Yo nací en un pequeño pueblo de la provincia de Santa Fe, que creció gracias al ferrocarril. El pueblo en sí rodea la vieja estación por los cuatro costados. Era una ayuda vital para el pueblo y un motivo de unión con otros pueblos vecinos.
Después vinieron los señores de aquel gobierno y la cosa se bandeó definitivamente. Cerraron ramales, las vías quedaron con inútil testimonio y el país cambió; fue otro.
Ochocientos pueblos argentinos dejaron de existir por la falta de ferrocarril. El daño fue tremendo y muchos lugares dejaron de tener sentido para aquellos que vivimos en grandes ciudades.
El tren era una maravilla. Yo lo tomaba a las seis y media de la mañana, el primero del día, junto con un montón de personas que iban a la ciudad más próxima, en este caso Rosario, a hacer sus tareas, a cumplir con sus obligaciones, a trabajar o a estudiar.
Nos acomodábamos en vagones de segunda con asientos de madera sobre los cuales era difícil mantener los glúteos en condiciones. Así me hice de amigos de distintas calañas, comisionistas, visitadores médicos, empleados, obreros y por supuesto mis pares: los estudiantes.
Era media hora de copiar con los ojos el mismo paisaje y de entretenernos de alguna manera. Fue ahí donde aprendí a jugar al truco de una manera algo digna.
Pienso en los pueblos que han quedado desolados desde aquel entonces cuando los capos decían: “Ramal que para, ramal que cierra” y nos fuimos quedando sin el monótono traqueteo de los vagones que eran arrastrados por una máquina a vapor negra que metía miedo.
Pueblos que han entrado en el territorio del olvido y, sin embargo, siguen con su empeño de existir. Pocas casas, algún almacén llamado de “ramos generales” y una forma de ser simple, de pocas palabras, de contadas intenciones.
“Me gustan los pueblos chicos de gesto antiguo” dice una canción y me toca verdaderamente porque soy de ahí; vengo de ahí y he sabido encontrarle su lado encantador.
La gente vive ignorando el olvido y cada uno, a su manera, se las arregla para subsistir. Son un puñado de casas al lado de un camino y un puñado de compatriotas que no tienen las comodidades que gozamos nosotros. Porque algunos carecen de los servicios más esenciales.
Perduran con sus ilusiones a flor de piel, manteniendo lo poco que tienen, que a ellos les alcanza con una chacrita y alguna majadita de algo para cuidar en la monotonía de sus días.
Si uno les pregunta ¿por qué no se mudan a la ciudad? Seguramente habrán de contestarles: “¿Para qué? Si acá estamos bien, nos conocemos todos y entre todos nos protegemos2.
Gente simple de conversaciones cortas, que aman lo que tienen aunque lo que tienen ni figure en mapa alguno.
Aunque los olvidemos, ellos son también nuestro país; esto que somos, hermanos lejanos que amanecen con un sol que se ve de todos lados y se juntan para contarse sus pequeñas historias.
A veces da envidia de que la felicidad de ellos sea más simple que la nuestra. A veces a uno le dan ganas de ser uno de ellos para conservar las tradiciones y hacer que el pasado nunca muera.

Datos guardados:

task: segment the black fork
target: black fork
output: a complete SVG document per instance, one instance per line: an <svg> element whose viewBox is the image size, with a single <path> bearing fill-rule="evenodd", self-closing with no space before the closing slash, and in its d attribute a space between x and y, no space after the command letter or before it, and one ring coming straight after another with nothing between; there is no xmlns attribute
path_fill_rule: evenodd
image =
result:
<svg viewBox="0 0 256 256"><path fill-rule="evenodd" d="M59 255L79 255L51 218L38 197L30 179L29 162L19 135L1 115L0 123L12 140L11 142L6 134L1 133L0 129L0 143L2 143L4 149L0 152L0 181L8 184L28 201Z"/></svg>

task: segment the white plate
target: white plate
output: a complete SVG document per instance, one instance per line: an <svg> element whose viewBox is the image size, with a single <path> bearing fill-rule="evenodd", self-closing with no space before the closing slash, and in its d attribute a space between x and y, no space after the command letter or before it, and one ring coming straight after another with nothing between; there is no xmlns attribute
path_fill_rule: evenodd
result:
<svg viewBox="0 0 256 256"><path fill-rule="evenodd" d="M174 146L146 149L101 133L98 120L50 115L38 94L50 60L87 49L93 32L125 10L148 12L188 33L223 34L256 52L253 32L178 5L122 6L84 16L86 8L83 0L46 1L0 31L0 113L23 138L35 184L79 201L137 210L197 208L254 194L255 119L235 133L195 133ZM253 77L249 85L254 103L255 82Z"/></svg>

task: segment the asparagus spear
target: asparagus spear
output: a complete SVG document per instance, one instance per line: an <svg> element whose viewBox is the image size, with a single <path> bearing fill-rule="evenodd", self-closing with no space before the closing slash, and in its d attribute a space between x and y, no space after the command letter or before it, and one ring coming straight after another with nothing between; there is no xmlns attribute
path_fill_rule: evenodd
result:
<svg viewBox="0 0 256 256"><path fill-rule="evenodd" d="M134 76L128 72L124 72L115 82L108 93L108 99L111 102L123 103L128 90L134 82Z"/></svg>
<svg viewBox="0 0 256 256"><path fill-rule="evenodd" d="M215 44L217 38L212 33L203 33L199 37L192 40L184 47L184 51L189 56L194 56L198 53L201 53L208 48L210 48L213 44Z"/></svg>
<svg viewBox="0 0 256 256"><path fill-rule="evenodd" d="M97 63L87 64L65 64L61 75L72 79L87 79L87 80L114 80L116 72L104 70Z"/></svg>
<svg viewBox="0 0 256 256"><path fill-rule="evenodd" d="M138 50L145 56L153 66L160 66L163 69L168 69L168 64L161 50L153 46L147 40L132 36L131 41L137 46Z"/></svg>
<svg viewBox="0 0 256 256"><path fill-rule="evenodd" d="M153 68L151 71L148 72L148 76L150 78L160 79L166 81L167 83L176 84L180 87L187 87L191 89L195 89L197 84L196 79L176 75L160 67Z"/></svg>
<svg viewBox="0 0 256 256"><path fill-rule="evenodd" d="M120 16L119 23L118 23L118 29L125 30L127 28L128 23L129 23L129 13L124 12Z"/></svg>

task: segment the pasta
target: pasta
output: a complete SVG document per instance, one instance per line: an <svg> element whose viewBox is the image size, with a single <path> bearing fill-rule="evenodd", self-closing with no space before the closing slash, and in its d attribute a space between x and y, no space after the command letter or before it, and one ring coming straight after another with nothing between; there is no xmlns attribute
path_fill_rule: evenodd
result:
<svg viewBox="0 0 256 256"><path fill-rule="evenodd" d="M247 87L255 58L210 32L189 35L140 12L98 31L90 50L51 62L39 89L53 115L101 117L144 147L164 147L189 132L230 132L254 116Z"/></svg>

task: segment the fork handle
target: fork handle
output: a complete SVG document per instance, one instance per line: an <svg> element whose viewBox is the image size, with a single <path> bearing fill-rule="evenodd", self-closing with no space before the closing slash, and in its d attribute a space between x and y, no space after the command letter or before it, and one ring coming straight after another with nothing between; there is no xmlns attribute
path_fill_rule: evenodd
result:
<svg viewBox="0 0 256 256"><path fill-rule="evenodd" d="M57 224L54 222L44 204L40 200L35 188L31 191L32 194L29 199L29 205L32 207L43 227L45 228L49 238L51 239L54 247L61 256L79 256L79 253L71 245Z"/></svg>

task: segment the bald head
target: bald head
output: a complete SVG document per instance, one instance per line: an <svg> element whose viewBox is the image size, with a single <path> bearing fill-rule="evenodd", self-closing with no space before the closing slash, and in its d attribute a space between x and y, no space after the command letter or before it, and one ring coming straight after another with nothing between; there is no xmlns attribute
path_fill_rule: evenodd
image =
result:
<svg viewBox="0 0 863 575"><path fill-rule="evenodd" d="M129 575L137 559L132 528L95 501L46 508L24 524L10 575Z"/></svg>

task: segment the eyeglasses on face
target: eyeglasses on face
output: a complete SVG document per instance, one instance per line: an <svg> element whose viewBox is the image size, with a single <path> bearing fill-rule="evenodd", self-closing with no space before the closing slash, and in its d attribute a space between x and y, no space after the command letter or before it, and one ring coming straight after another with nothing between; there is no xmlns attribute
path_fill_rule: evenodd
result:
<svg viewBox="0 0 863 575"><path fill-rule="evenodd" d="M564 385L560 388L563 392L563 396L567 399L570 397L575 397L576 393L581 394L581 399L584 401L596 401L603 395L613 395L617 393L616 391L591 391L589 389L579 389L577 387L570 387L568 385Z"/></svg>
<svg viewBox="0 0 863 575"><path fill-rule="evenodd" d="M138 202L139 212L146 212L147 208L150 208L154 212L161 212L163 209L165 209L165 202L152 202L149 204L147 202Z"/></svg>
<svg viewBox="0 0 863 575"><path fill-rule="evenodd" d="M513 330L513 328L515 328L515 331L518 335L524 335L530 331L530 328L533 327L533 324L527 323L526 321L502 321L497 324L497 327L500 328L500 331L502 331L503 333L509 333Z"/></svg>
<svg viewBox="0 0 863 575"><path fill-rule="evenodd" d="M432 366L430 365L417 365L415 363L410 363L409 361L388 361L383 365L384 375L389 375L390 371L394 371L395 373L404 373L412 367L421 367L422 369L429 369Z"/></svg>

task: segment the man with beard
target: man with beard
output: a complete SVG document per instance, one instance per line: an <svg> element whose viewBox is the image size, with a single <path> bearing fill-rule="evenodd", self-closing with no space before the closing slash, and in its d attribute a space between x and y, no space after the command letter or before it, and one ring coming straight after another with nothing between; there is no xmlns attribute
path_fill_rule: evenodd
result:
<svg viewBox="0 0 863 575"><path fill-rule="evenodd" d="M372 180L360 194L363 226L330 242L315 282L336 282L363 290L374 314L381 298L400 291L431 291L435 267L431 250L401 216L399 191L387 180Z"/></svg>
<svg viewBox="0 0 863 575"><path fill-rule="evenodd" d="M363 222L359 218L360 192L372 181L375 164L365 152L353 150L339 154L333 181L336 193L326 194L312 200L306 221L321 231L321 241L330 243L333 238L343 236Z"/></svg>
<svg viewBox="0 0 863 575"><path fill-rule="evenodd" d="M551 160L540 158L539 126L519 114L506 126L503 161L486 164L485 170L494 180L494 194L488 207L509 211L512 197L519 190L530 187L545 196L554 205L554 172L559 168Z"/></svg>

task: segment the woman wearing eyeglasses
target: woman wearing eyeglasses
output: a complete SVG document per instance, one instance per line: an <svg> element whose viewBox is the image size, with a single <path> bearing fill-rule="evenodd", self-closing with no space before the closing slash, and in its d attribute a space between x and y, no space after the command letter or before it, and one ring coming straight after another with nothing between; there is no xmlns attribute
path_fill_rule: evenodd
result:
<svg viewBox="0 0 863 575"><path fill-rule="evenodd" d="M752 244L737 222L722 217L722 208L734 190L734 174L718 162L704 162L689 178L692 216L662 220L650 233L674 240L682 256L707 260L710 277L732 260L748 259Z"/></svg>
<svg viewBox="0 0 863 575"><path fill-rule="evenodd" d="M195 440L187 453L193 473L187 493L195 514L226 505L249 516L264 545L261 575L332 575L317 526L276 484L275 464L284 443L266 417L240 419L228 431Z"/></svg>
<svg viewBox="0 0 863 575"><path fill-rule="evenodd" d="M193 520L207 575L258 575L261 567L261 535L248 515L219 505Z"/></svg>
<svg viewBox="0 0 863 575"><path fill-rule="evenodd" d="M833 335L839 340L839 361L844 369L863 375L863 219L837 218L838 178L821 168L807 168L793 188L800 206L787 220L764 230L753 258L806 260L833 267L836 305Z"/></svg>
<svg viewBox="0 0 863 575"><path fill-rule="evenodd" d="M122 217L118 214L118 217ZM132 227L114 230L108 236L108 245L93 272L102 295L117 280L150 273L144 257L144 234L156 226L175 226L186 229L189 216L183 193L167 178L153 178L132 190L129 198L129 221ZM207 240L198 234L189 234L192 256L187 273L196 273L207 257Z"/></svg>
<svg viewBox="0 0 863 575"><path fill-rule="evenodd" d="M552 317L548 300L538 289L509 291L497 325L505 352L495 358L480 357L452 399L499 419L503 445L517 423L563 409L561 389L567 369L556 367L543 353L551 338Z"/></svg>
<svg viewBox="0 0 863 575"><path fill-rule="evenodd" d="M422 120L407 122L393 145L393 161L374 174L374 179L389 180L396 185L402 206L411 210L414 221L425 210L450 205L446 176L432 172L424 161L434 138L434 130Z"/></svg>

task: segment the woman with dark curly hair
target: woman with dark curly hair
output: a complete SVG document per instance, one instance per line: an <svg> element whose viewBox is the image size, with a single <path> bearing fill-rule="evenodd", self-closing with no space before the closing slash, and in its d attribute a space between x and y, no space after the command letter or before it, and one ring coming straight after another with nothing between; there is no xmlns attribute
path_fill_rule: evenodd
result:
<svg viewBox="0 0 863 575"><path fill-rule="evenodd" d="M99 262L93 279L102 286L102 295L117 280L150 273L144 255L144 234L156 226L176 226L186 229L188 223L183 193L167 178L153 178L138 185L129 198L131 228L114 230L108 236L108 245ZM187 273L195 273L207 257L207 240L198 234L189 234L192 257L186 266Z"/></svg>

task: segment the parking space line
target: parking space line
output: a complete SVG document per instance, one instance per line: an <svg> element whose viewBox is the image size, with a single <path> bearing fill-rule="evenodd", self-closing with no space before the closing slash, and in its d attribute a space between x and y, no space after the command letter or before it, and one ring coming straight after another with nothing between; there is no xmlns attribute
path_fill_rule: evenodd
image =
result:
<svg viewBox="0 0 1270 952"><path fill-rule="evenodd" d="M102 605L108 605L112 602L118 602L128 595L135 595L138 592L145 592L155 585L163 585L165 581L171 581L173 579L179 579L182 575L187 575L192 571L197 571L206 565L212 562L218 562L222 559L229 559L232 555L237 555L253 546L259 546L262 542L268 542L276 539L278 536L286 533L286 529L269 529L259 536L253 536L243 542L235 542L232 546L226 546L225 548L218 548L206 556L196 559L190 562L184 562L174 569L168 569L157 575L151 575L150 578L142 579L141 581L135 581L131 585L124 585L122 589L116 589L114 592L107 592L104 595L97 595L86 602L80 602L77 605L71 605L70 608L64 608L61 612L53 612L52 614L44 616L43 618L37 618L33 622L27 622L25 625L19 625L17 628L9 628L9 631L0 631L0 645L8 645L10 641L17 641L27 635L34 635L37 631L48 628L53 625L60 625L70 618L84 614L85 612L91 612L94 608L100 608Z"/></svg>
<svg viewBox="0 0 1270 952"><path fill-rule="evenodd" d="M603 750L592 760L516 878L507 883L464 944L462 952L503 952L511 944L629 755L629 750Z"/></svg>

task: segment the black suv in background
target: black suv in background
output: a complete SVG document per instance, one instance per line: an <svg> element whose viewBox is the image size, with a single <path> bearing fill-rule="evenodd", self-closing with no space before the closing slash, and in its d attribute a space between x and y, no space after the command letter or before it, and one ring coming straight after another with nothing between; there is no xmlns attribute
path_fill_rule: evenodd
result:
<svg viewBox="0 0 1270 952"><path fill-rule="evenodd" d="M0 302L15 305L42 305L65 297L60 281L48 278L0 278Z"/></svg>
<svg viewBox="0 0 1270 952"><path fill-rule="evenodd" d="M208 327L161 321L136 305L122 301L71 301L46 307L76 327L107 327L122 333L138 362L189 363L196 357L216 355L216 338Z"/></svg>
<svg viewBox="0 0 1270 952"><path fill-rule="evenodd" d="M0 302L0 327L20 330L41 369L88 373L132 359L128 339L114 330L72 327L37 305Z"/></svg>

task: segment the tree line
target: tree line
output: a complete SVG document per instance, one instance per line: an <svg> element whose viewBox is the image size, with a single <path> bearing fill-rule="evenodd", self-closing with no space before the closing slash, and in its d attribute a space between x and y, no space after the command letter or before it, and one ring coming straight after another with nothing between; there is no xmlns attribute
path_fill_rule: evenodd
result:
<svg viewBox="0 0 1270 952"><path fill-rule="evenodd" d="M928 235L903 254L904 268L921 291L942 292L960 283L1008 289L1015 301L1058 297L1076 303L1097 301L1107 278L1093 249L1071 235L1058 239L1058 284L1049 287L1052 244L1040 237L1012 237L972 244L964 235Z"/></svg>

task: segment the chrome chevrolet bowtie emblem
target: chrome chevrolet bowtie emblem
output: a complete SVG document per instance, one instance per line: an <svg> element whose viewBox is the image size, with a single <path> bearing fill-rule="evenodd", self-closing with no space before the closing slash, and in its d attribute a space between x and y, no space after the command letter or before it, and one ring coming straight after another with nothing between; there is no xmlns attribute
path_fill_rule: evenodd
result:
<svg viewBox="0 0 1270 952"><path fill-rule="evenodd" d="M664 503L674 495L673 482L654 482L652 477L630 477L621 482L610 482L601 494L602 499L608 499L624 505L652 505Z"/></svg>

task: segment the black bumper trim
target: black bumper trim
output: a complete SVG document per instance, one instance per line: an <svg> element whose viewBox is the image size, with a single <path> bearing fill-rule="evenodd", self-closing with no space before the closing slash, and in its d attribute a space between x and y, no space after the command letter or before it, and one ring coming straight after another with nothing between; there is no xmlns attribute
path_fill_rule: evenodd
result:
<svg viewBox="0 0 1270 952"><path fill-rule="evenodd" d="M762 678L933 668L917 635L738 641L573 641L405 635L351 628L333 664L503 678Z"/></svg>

> **Objetivo de la tarea**
Por favor, responde estas preguntas con base en el texto sobre los pueblos y el ferrocarril:
(a) ¿A qué hora tomaba el tren quien narra?
(b) ¿Cuántos pueblos argentinos dejaron de existir por la falta de ferrocarril?
(c) ¿Qué juego aprendió a jugar quien narra durante el viaje en tren?

> **Resultado obtenido**
(a) A las seis y media de la mañana.
(b) Ochocientos.
(c) Al truco.